● **Problem description**: Below, find the line containing "pixel 183 302"; from there to the final line, print every line exactly and skip the pictures.

----------

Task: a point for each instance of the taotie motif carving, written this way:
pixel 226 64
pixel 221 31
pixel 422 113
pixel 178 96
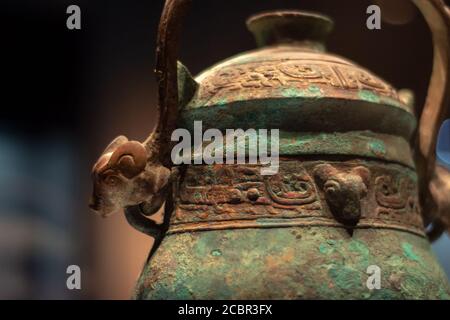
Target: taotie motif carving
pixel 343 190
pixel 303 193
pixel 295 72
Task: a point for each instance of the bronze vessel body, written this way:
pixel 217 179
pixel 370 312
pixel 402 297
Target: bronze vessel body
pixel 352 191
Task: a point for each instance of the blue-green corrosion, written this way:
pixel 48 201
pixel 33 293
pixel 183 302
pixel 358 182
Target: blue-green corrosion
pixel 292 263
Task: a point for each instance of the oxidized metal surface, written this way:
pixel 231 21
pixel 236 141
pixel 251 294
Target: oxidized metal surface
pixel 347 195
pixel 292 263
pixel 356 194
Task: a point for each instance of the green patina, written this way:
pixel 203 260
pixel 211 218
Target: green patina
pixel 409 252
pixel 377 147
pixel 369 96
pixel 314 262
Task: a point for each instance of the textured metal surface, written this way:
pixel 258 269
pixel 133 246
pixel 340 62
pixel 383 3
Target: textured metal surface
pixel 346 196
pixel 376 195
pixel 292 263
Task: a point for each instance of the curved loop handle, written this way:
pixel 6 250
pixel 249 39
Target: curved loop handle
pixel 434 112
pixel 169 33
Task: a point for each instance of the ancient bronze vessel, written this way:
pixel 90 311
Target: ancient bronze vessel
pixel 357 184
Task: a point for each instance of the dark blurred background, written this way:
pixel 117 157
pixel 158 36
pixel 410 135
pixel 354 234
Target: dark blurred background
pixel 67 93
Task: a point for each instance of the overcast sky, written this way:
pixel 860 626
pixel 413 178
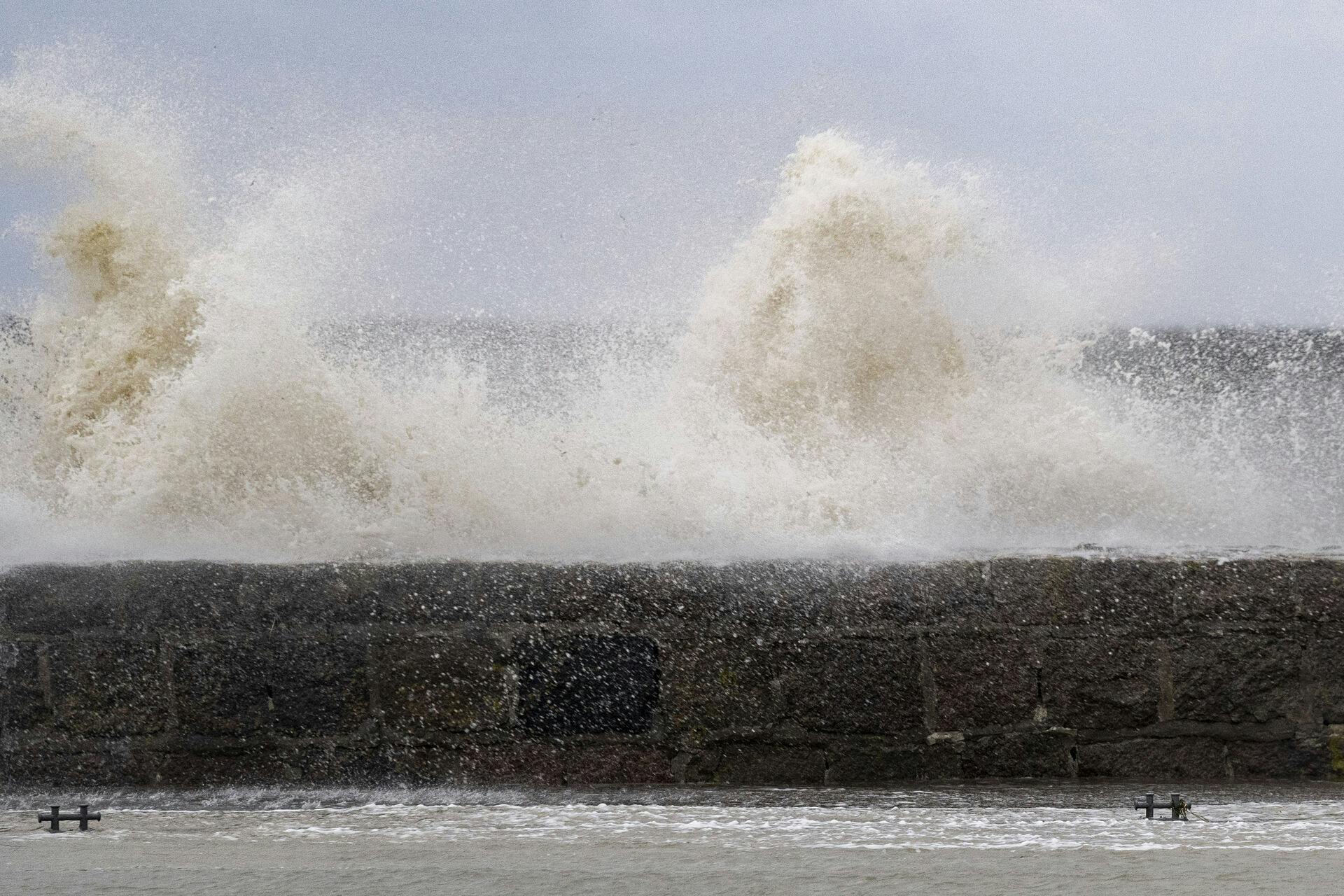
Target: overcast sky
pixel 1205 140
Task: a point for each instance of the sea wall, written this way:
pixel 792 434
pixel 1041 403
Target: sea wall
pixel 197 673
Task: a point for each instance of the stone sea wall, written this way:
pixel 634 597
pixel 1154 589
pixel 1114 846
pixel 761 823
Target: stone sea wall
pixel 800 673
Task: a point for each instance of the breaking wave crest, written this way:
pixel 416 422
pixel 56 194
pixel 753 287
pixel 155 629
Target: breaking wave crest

----------

● **Result of this task**:
pixel 183 302
pixel 358 182
Target: blue-green corrosion
pixel 292 263
Task: a point for each instance of the oxidized metal surface, written this way:
pixel 231 21
pixel 236 141
pixel 251 294
Target: oxidized metal surface
pixel 347 195
pixel 292 263
pixel 356 194
Task: a point for each instance of the green patina, written this way:
pixel 203 260
pixel 211 218
Target: green patina
pixel 409 252
pixel 377 147
pixel 369 96
pixel 314 262
Task: a point for each instance of the textured metal surface, written this way:
pixel 258 269
pixel 133 246
pixel 340 62
pixel 383 3
Target: textured metal surface
pixel 346 196
pixel 376 195
pixel 292 263
Task: a point for each instance of the curved loop handle, written this way:
pixel 6 250
pixel 249 39
Target: curved loop handle
pixel 434 112
pixel 169 33
Task: a point for each instance of the ancient bronze vessel, written this way:
pixel 90 311
Target: ancient bronze vessel
pixel 357 184
Task: a point for each instance of the dark blurred background, written this way:
pixel 117 157
pixel 158 36
pixel 410 135
pixel 354 234
Target: dark blurred background
pixel 67 93
Task: a point for each instance of the overcast sky, written this way:
pixel 860 626
pixel 413 178
Target: overcast sky
pixel 1205 140
Task: a point for each instance of the sea wall, written this way:
pixel 792 434
pixel 1041 403
Target: sea wall
pixel 197 673
Task: a point for each instance of the stone sea wall, written this way:
pixel 634 597
pixel 1154 589
pixel 1114 846
pixel 761 823
Target: stone sea wall
pixel 800 673
Task: a point for each instance of the breaking wave crest, written this way:
pixel 416 422
pixel 56 194
pixel 753 287
pixel 155 629
Target: breaking wave crest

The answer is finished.